MATERIAL FOR THE TASK:

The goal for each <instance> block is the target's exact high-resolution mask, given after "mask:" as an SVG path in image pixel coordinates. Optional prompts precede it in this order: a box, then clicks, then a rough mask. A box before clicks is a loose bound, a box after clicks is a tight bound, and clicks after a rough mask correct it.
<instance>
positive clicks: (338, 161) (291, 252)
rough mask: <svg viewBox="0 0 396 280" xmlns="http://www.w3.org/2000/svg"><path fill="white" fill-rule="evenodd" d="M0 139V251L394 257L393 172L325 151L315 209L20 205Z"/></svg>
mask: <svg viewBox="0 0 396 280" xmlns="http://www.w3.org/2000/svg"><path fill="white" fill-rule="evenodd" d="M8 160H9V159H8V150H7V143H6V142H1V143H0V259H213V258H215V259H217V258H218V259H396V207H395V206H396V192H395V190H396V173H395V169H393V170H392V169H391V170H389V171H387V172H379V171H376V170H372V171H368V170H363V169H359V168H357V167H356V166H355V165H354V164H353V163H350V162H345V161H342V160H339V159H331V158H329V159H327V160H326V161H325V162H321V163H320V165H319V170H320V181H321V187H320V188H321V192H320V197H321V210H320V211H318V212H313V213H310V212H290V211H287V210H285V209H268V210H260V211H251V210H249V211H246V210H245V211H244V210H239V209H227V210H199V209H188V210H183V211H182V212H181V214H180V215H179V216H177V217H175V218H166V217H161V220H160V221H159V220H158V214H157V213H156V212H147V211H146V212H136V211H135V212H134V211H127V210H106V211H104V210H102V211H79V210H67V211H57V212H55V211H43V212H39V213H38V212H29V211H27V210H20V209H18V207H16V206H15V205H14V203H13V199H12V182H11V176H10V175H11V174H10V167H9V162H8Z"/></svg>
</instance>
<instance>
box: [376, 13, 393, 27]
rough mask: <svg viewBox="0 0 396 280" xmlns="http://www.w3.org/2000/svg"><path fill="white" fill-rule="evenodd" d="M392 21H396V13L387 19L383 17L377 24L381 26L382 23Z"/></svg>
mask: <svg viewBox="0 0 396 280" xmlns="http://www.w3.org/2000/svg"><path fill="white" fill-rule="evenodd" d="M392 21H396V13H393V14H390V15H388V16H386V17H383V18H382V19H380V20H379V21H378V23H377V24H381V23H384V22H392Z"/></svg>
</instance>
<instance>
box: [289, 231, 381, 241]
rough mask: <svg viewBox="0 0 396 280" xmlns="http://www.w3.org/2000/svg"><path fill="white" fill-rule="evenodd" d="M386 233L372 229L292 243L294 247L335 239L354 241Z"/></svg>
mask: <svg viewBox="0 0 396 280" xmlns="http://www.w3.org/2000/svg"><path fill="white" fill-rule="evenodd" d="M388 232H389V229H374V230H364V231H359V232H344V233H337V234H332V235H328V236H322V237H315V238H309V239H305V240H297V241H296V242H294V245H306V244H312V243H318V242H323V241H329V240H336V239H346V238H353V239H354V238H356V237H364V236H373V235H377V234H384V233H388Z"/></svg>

WORK REQUEST: Could you reproduce every record above exactly as it appears?

EXERCISE OUTPUT:
The goal for each <instance> block is the target's exact high-resolution mask, given after "mask:" as an SVG path in image pixel coordinates. Optional prompts precede it in this order: a box, then clicks, then a rough mask. A box before clicks is a loose bound, a box after clicks is a tight bound, and clicks after a rough mask correct it.
<instance>
positive clicks: (338, 161) (291, 252)
rough mask: <svg viewBox="0 0 396 280" xmlns="http://www.w3.org/2000/svg"><path fill="white" fill-rule="evenodd" d="M0 139V251L394 257L393 172L325 151L315 209L20 205Z"/></svg>
mask: <svg viewBox="0 0 396 280" xmlns="http://www.w3.org/2000/svg"><path fill="white" fill-rule="evenodd" d="M8 160H9V159H8V150H7V143H6V142H1V143H0V259H213V258H215V259H217V258H218V259H396V207H395V206H396V192H395V190H396V173H395V169H393V170H392V169H391V170H389V171H387V172H379V171H376V170H372V171H368V170H363V169H359V168H357V167H356V166H355V165H354V164H353V163H350V162H345V161H342V160H339V159H331V158H329V159H327V160H326V161H325V162H321V163H320V165H319V170H320V181H321V187H320V188H321V192H320V197H321V210H320V211H318V212H313V213H310V212H290V211H287V210H285V209H268V210H260V211H251V210H249V211H246V210H245V211H244V210H239V209H227V210H199V209H188V210H183V211H182V212H181V214H180V215H179V216H177V217H175V218H166V217H161V220H160V221H159V220H158V214H157V213H156V212H147V211H146V212H136V211H135V212H134V211H127V210H106V211H104V210H102V211H79V210H67V211H57V212H55V211H43V212H39V213H38V212H29V211H27V210H20V209H18V207H16V206H15V205H14V203H13V199H12V182H11V176H10V175H11V174H10V167H9V162H8Z"/></svg>
</instance>
<instance>
box: [376, 13, 393, 27]
rough mask: <svg viewBox="0 0 396 280" xmlns="http://www.w3.org/2000/svg"><path fill="white" fill-rule="evenodd" d="M392 21H396V13L387 19L383 17L377 24L381 26L382 23Z"/></svg>
mask: <svg viewBox="0 0 396 280" xmlns="http://www.w3.org/2000/svg"><path fill="white" fill-rule="evenodd" d="M392 21H396V13H393V14H390V15H388V16H386V17H383V18H382V19H380V20H379V21H378V23H377V24H381V23H384V22H392Z"/></svg>
</instance>
<instance>
box: [289, 231, 381, 241]
rough mask: <svg viewBox="0 0 396 280" xmlns="http://www.w3.org/2000/svg"><path fill="white" fill-rule="evenodd" d="M386 233L372 229L292 243L294 247L335 239L354 241Z"/></svg>
mask: <svg viewBox="0 0 396 280" xmlns="http://www.w3.org/2000/svg"><path fill="white" fill-rule="evenodd" d="M388 232H389V229H374V230H364V231H359V232H344V233H337V234H332V235H328V236H322V237H315V238H309V239H305V240H297V241H296V242H294V245H306V244H312V243H318V242H323V241H329V240H336V239H346V238H353V239H354V238H356V237H364V236H373V235H377V234H384V233H388Z"/></svg>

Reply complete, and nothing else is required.